▶ **Task instructions**:
Please pick out and copy every line of the records that contains the word "tree", matching case exactly.

▶ **Working data**:

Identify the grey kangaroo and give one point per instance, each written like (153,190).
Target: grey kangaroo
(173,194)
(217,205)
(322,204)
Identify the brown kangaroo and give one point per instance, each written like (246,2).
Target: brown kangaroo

...

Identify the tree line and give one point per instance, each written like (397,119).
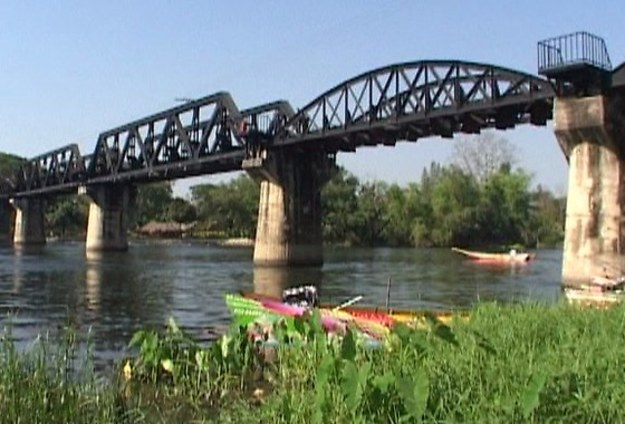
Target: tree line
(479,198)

▶ **Solution to this task**:
Identify the tree line and give one point per instance, each written like (397,119).
Target: tree line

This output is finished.